-- Page start --

Expression Trees and Evaluation
===============================

We are going to explore the idea of expression trees and how they relate
to our tree structures, namely ``TreeNode``, and to evaluate the
expression trees by rewriting the nodes in post-order traversal.

First, let’s define our expression tree.

.. code:: ipython3

    from AlgoTree.treenode import TreeNode
    from copy import deepcopy
    import json
    
    # Define the expression tree
    expr = TreeNode.from_dict(
        {
            "value": "+",
            "type": "op",
            "children": [
                {
                    "value": "max",
                    "type": "op",
                    "children": [
                        {
                            "value": "+",
                            "type": "op",
                            "children": [
                                {"type": "var", "value": "x"},
                                {"type": "const", "value": 1},
                            ],
                        },
                        {"type": "const", "value": 0},
                    ],
                },
                {
                    "type": "op",
                    "value": "+",
                    "children": [
                        {
                            "type": "op",
                            "value": "max",
                            "children": [
                                {"type": "var", "value": "x"},
                                {"type": "var", "value": "y"},
                            ],
                        },
                        {"type": "const", "value": 3},
                        {"type": "var", "value": "y"},
                    ],
                },
            ],
        }
    )

.. code:: ipython3

    # Print the expression tree in JSON format
    print(json.dumps(expr.to_dict(), indent=4))


.. parsed-literal::

    {
        "name": "0a5c451b-cad1-48e9-9852-aec46058acda",
        "payload": {
            "value": "+",
            "type": "op"
        },
        "children": [
            {
                "name": "78baf6c2-afbd-4bb4-90a4-a08e5a3fc4e0",
                "payload": {
                    "value": "max",
                    "type": "op"
                },
                "children": [
                    {
                        "name": "fc106112-b614-467f-adff-c0c917ab03e5",
                        "payload": {
                            "value": "+",
                            "type": "op"
                        },
                        "children": [
                            {
                                "name": "30a87f4c-b4be-4217-8a24-0f0d258b2a25",
                                "payload": {
                                    "type": "var",
                                    "value": "x"

-- Page end --
-- Data supplied start --

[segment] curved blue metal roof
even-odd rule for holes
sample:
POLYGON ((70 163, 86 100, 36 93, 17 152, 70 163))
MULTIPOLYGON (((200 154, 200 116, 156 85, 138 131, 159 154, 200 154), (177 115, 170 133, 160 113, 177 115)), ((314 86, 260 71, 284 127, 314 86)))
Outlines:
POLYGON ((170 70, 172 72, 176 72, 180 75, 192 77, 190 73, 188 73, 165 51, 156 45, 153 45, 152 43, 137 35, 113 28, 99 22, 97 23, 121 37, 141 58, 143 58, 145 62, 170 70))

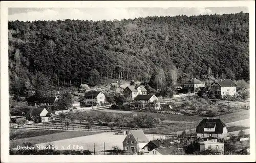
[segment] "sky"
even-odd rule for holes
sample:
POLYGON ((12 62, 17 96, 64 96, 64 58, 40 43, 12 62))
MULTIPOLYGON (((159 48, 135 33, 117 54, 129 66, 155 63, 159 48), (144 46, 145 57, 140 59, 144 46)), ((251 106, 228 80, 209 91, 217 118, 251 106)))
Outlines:
POLYGON ((248 12, 246 7, 208 8, 9 8, 10 21, 56 20, 70 19, 88 20, 120 20, 153 16, 223 14, 248 12))

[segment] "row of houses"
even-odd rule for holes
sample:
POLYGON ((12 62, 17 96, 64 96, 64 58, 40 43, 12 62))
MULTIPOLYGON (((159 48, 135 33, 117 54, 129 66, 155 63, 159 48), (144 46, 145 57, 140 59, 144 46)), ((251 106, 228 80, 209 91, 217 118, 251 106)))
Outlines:
MULTIPOLYGON (((197 92, 200 88, 205 87, 205 84, 196 78, 189 80, 183 84, 183 88, 189 92, 197 92)), ((211 93, 215 95, 219 95, 221 98, 229 95, 233 96, 237 92, 237 85, 230 79, 216 80, 211 86, 211 93)))
MULTIPOLYGON (((226 125, 220 119, 203 119, 197 126, 196 132, 196 151, 214 149, 224 152, 224 144, 220 140, 227 139, 228 131, 226 125)), ((148 155, 170 155, 184 152, 169 139, 149 141, 142 130, 128 131, 122 144, 124 150, 135 154, 141 152, 148 155)))

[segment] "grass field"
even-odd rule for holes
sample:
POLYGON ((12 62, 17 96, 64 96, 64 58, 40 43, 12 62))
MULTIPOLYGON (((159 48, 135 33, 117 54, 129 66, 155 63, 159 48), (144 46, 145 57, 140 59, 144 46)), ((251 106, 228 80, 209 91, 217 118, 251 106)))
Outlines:
POLYGON ((237 131, 240 131, 242 130, 245 130, 248 129, 249 127, 243 127, 243 126, 230 126, 227 127, 227 130, 228 132, 233 132, 237 131))
MULTIPOLYGON (((126 135, 115 135, 109 133, 102 133, 86 137, 81 137, 68 139, 56 141, 52 141, 51 144, 58 147, 59 150, 66 150, 70 145, 71 150, 76 150, 73 145, 78 145, 82 146, 83 150, 88 149, 90 151, 94 151, 94 145, 95 151, 102 151, 104 149, 105 142, 105 150, 111 150, 113 146, 117 146, 123 149, 122 142, 126 135), (63 147, 64 149, 61 149, 63 147)), ((37 144, 38 146, 45 146, 46 143, 37 144)))
POLYGON ((10 140, 41 136, 61 132, 63 131, 10 128, 10 140))
POLYGON ((90 135, 100 132, 87 131, 65 131, 59 133, 49 134, 38 137, 30 137, 10 141, 10 148, 15 148, 17 145, 22 145, 23 143, 30 142, 36 144, 70 139, 82 136, 90 135))

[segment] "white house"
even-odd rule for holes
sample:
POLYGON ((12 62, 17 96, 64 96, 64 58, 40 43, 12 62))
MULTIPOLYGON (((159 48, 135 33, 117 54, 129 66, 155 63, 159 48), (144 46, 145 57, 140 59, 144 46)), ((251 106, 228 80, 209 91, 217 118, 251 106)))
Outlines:
POLYGON ((196 78, 193 78, 183 85, 183 87, 189 90, 190 92, 196 91, 197 88, 204 87, 205 86, 205 84, 203 82, 196 78))
POLYGON ((76 107, 76 108, 80 107, 80 102, 77 101, 74 101, 72 104, 73 107, 76 107))
POLYGON ((83 102, 86 104, 96 103, 102 106, 105 103, 105 95, 101 91, 89 91, 84 95, 83 102))
POLYGON ((134 100, 138 103, 139 107, 154 107, 155 110, 160 109, 158 98, 154 94, 138 95, 134 98, 134 100))
POLYGON ((237 93, 237 85, 231 80, 218 80, 211 87, 211 92, 223 98, 225 95, 234 96, 237 93))
POLYGON ((205 118, 197 126, 196 132, 198 138, 215 138, 227 139, 226 125, 220 119, 205 118))
POLYGON ((124 97, 131 97, 134 99, 138 95, 146 95, 147 90, 142 86, 135 87, 127 86, 123 90, 124 97))
POLYGON ((142 148, 149 142, 142 130, 130 130, 123 141, 123 149, 137 153, 143 151, 142 148))
POLYGON ((36 122, 47 122, 50 121, 51 114, 45 108, 34 108, 30 110, 30 115, 35 118, 36 122))

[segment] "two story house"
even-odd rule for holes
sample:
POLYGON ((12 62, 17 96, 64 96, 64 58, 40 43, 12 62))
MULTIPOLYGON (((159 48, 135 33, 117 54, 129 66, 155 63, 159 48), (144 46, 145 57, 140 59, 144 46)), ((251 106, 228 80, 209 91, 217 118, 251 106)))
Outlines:
POLYGON ((102 106, 105 102, 105 95, 101 91, 89 91, 84 95, 83 102, 86 104, 95 103, 97 105, 102 106))
POLYGON ((231 80, 218 80, 211 87, 211 92, 223 98, 226 95, 234 96, 237 93, 237 85, 231 80))
POLYGON ((160 109, 160 103, 158 98, 154 94, 138 95, 134 100, 137 102, 136 106, 142 108, 154 108, 155 110, 160 109))
POLYGON ((193 78, 183 85, 185 89, 188 89, 189 92, 197 92, 197 90, 201 87, 204 87, 205 84, 196 78, 193 78))
POLYGON ((51 113, 46 108, 34 108, 31 109, 28 114, 29 117, 36 123, 47 122, 50 120, 51 113))
POLYGON ((144 153, 148 154, 153 149, 157 148, 169 147, 173 146, 172 141, 168 139, 161 139, 151 141, 142 148, 144 153))
POLYGON ((136 154, 143 151, 149 142, 142 130, 130 130, 123 142, 123 149, 136 154))
POLYGON ((147 90, 142 86, 127 86, 123 90, 123 96, 124 97, 131 97, 134 99, 138 95, 146 95, 147 90))
POLYGON ((198 138, 227 139, 227 126, 220 119, 205 118, 197 126, 198 138))

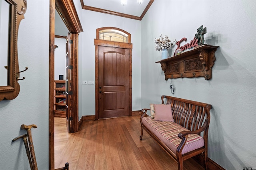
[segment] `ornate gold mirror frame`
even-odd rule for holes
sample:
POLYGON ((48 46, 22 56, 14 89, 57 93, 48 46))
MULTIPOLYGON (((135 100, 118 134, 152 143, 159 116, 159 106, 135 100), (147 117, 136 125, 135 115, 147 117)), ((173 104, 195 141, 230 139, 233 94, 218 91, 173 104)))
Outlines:
MULTIPOLYGON (((0 101, 3 100, 11 100, 15 98, 20 92, 20 85, 18 82, 20 79, 20 72, 19 68, 19 62, 18 58, 17 39, 18 32, 20 23, 22 20, 24 19, 24 14, 26 12, 27 8, 26 0, 0 0, 0 7, 3 7, 3 4, 6 4, 9 6, 9 15, 7 14, 7 18, 3 18, 4 15, 0 14, 2 21, 5 21, 8 23, 8 40, 5 42, 4 40, 0 40, 0 42, 8 44, 6 51, 7 56, 1 56, 0 57, 4 58, 6 57, 7 65, 4 66, 7 71, 1 71, 2 72, 6 72, 7 76, 4 73, 3 74, 0 74, 0 80, 3 84, 0 86, 0 101), (7 79, 7 80, 6 80, 7 79)), ((5 8, 8 10, 8 8, 5 8)), ((0 10, 0 12, 3 10, 0 10)), ((7 12, 7 13, 8 13, 7 12)), ((2 21, 1 21, 2 22, 2 21)), ((6 29, 6 28, 4 28, 6 29)), ((0 68, 3 69, 3 68, 0 68)), ((28 69, 26 67, 25 70, 28 69)), ((0 73, 2 74, 0 72, 0 73)))

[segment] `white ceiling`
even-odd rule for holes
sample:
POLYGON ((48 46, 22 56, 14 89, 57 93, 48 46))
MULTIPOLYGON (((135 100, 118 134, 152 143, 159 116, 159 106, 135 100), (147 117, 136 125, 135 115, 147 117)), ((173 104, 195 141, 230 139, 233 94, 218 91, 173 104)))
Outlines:
MULTIPOLYGON (((139 4, 137 0, 127 0, 127 4, 122 6, 121 0, 83 0, 84 5, 106 10, 140 17, 150 0, 144 0, 139 4)), ((82 6, 81 7, 82 8, 82 6)), ((66 36, 68 32, 57 11, 55 11, 55 35, 66 36)))
POLYGON ((120 0, 83 0, 84 5, 140 17, 150 0, 144 0, 139 4, 137 0, 127 0, 127 4, 122 6, 120 0))

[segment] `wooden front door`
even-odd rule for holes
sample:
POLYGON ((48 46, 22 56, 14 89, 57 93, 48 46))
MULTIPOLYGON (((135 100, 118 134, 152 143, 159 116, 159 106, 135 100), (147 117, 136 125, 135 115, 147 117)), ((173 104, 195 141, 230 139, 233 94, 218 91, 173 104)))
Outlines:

-- Data supplied end --

◆ Challenge A: According to the expression tree tutorial, which traversal order is used to evaluate expression trees by rewriting their nodes?
◆ Challenge B: In the expression tree tutorial, retype the passage that starts at the words "Expression Trees and Evaluation" and ends after the words "our expression tree.".
You won't need the listing for any of this.

◆ Solution A: Post-order traversal.

◆ Solution B:
Expression Trees and Evaluation
===============================

We are going to explore the idea of expression trees and how they relate
to our tree structures, namely ``TreeNode``, and to evaluate the
expression trees by rewriting the nodes in post-order traversal.

First, let’s define our expression tree.